### [Requirement]
Collect every line of the records that contains the string "positive", matching case exactly.

[Opening Data for the task section]

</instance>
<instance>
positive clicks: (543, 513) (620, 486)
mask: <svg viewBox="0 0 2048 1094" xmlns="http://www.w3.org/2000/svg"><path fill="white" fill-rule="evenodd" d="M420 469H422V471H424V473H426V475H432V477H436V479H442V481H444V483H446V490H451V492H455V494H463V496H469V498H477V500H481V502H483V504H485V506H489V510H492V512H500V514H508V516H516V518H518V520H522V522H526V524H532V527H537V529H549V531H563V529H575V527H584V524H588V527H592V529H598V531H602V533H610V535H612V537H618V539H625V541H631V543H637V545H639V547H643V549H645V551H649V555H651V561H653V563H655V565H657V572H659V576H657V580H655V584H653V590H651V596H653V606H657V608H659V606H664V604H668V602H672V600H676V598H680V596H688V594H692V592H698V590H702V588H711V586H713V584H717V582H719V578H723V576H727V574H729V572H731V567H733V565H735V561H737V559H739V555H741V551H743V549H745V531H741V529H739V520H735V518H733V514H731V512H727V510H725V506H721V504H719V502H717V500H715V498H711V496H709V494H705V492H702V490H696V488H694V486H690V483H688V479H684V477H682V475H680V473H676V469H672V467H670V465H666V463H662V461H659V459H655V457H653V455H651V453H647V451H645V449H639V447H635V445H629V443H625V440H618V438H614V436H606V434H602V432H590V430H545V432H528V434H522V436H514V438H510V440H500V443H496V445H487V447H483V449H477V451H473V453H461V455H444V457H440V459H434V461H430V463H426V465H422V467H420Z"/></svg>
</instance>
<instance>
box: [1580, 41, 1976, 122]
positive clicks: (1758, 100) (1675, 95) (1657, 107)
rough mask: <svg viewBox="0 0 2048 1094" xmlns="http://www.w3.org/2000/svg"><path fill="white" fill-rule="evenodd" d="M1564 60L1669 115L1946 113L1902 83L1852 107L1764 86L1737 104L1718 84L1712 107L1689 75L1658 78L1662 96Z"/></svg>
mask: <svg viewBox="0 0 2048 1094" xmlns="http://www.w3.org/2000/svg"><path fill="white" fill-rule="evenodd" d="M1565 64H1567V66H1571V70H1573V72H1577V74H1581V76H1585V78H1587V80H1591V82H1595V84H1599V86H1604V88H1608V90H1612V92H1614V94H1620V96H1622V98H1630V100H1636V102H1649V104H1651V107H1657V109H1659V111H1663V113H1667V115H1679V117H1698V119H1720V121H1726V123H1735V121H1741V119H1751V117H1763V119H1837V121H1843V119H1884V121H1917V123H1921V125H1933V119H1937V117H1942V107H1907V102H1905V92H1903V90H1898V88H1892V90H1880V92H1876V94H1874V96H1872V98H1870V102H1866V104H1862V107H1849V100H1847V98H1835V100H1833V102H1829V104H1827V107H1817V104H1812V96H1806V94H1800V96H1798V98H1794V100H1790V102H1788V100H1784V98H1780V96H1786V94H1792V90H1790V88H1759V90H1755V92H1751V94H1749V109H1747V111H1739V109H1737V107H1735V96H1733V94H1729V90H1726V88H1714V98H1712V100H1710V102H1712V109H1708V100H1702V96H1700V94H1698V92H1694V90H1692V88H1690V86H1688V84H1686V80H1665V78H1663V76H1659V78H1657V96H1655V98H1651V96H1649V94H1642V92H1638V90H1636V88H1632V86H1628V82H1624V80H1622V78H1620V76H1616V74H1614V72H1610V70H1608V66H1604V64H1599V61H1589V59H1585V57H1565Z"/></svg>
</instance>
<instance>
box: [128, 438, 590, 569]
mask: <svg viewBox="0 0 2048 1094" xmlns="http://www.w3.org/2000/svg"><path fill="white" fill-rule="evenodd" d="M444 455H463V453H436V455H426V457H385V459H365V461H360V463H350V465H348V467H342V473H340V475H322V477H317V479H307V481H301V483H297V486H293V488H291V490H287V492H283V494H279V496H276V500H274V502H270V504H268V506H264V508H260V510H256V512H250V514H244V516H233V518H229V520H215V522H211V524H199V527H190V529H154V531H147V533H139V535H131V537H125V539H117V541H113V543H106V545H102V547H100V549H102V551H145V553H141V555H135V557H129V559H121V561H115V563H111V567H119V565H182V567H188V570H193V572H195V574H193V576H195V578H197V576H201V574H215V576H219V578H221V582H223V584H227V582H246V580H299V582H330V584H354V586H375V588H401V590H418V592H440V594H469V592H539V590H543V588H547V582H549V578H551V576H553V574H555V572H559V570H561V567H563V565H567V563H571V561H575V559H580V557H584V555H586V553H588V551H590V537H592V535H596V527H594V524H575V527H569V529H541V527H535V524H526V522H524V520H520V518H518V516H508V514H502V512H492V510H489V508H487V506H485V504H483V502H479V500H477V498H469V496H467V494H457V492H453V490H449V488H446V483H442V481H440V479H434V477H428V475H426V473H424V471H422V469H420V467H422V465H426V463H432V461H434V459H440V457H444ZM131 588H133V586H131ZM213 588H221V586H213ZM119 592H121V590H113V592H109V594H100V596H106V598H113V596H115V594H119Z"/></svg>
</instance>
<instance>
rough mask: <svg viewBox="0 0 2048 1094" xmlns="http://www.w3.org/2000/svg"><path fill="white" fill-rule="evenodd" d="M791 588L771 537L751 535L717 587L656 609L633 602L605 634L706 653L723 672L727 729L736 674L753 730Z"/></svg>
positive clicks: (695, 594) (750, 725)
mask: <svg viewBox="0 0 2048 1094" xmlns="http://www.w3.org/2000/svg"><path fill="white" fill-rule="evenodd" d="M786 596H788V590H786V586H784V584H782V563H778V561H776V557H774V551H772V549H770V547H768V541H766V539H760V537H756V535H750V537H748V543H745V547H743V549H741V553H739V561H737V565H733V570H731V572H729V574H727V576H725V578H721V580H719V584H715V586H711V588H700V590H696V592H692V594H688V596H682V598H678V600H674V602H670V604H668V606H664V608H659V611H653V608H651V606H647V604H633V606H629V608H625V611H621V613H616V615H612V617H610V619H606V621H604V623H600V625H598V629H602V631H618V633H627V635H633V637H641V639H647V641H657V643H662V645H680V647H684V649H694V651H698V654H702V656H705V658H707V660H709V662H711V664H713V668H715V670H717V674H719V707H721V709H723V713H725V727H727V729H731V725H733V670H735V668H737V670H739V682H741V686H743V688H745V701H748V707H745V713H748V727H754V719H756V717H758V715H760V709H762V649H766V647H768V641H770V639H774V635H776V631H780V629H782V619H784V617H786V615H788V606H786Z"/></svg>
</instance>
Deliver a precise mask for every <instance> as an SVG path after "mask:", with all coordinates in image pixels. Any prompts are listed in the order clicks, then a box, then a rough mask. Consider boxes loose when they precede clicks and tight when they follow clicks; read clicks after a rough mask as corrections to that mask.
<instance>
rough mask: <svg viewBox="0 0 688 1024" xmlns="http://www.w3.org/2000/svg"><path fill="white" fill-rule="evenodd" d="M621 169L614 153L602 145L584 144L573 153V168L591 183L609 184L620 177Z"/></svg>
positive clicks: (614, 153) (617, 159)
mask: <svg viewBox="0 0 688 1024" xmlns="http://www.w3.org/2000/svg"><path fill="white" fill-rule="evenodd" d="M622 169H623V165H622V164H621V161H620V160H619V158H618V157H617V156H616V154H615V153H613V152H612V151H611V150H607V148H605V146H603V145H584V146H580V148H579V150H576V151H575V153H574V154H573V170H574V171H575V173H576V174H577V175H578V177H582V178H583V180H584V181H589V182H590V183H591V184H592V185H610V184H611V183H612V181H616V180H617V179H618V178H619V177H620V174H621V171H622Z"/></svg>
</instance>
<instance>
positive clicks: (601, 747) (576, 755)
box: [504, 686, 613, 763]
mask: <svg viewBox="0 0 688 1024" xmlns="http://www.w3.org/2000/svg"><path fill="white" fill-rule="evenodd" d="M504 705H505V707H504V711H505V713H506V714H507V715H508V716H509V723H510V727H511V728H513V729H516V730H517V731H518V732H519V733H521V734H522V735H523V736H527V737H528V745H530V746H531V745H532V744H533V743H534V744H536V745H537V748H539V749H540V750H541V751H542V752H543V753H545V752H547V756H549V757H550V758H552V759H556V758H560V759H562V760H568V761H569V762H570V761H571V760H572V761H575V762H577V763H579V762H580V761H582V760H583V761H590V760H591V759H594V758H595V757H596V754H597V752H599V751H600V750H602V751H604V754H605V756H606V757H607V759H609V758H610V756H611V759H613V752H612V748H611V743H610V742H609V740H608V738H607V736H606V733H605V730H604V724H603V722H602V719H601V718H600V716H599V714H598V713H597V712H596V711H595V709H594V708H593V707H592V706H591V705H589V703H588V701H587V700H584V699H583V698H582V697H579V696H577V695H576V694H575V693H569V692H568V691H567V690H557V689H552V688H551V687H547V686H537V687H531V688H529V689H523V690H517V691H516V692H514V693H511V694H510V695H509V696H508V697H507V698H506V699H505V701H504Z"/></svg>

[Closing Data for the task section]

### [Answer below]
positive clicks: (543, 513) (620, 486)
positive clicks: (1758, 100) (1675, 95) (1657, 107)
positive clicks: (695, 594) (750, 725)
positive clicks: (614, 153) (617, 159)
positive clicks: (601, 747) (576, 755)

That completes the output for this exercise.